+++ Passage provided +++

Next Generation Manufacturing
Next Generation Manufacturing Tax Credits
This initiative will increase the state’s ability to target tax credits to manufacturers and businesses that create jobs, invest capital, provide training and retraining to new and incumbent workers, and retain jobs in companies with corporate headquarters in Wisconsin. It will also further support economic growth in rural areas and for small manufacturers and businesses. This initiative was adopted as part of Wisconsin Act 2.
The Department of Commerce has five existing tax credit programs (development zones, enterprise development zones, agricultural development zones, technology zones and airport development zones).
In the past, some tax credit programs have proved more popular than others. However, because each program serves a distinct purpose, Commerce cannot easily transfer tax credits from one program to another. Consolidating the programs will prevent a situation where one program is exhausted of funds, while another program sits under-used.
Enterprise Zones (EZ 10) Improvements
Through a recent piece of legislation (Wisconsin Act 11) and through the 2009-11 budget, the Governor is making two changes to the EZ 10 program to benefit Wisconsin businesses. The first change allows companies to receive enterprise zone tax credits for jobs retained as well as jobs created.

+++ Dataset records +++

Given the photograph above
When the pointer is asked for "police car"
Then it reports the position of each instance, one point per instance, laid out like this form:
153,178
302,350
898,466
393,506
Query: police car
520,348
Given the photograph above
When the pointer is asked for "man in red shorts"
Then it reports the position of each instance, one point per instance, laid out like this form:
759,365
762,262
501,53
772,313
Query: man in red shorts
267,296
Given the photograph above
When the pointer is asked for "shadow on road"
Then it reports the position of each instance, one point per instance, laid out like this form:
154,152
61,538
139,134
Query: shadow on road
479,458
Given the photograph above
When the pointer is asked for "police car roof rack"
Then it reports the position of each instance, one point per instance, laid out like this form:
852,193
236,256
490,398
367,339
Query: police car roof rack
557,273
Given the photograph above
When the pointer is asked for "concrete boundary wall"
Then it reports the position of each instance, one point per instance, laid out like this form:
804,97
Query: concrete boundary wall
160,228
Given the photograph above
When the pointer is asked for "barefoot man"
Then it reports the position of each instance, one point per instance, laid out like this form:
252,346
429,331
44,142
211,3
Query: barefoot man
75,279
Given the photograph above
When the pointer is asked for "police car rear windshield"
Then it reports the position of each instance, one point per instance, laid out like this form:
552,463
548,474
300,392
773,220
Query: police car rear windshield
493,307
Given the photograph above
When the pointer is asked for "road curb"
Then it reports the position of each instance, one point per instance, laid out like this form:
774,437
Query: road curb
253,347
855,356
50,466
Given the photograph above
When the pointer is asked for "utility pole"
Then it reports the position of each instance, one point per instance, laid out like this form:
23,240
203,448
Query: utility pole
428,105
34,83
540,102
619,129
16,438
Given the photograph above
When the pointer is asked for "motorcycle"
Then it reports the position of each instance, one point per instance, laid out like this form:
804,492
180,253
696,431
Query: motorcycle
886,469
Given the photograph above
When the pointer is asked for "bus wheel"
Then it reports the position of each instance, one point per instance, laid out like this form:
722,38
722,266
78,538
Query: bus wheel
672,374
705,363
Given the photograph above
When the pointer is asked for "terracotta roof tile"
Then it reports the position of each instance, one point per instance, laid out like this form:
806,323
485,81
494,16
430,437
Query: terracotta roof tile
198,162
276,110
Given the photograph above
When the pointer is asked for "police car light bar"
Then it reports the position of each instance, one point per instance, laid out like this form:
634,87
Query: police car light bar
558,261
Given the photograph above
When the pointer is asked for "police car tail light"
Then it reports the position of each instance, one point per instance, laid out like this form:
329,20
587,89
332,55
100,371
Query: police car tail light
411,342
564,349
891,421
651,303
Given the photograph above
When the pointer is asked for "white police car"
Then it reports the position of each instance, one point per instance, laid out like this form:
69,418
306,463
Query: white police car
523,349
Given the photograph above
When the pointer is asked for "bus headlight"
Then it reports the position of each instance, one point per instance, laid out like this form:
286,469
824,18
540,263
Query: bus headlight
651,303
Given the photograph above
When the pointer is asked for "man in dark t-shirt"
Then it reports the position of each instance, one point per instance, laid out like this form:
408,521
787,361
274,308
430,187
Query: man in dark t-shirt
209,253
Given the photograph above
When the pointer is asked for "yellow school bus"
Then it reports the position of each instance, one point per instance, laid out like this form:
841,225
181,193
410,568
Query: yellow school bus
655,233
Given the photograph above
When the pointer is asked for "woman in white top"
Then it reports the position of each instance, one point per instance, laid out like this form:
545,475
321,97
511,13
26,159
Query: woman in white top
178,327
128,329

+++

**Tasks:**
- 1) In the passage on Wisconsin manufacturing tax credits, which act adopted the Next Generation Manufacturing initiative?
- 2) Carry on the passage on Wisconsin manufacturing tax credits, starting after its final sentence.

**Activity answers:**
- 1) Wisconsin Act 2

- 2)
The second change (2009-11 budget), the Enterprise Zones Capital Investment Tax Credit, allows a 10% refundable capital investment tax credit to be awarded by Commerce to a company that makes significant capital expenditures in an enterprise zone.
JOBS Tax Credit
The Governor is increasing the state’s ability to retain and attract manufacturers and businesses that create jobs, invest capital, provide training and retraining to new and incumbent workers, and retain jobs in companies with corporate headquarters in Wisconsin.
This new refundable tax credit program allows Commerce to certify up to a 10% full-time payroll credit for up to 10 years for a business creating jobs in Wisconsin. Training costs would also be eligible to earn credits. Commerce could certify a business that begins operations in Wisconsin or expands operations in Wisconsin as long as net Wisconsin employment increases.
Commerce may certify firms to begin claiming credits in tax year 2010.
Next Generation Agriculture
Dairy Co-operative Modernization
Through Wisconsin Act 2, the Governor provided the ability for a dairy cooperative to claim an income and franchise tax credit for 10 percent of the amount paid by the cooperative in the taxable year for dairy manufacturing modernization and expansion of a dairy manufacturing operation. The dairy cooperative determines the amount of the credit that each member may claim based on the amount of milk each member delivers to the cooperative. The total credits available for dairy modernization and expansion are $1.3 million over the biennium.
The budget also creates a new grant program to support large cheese processors.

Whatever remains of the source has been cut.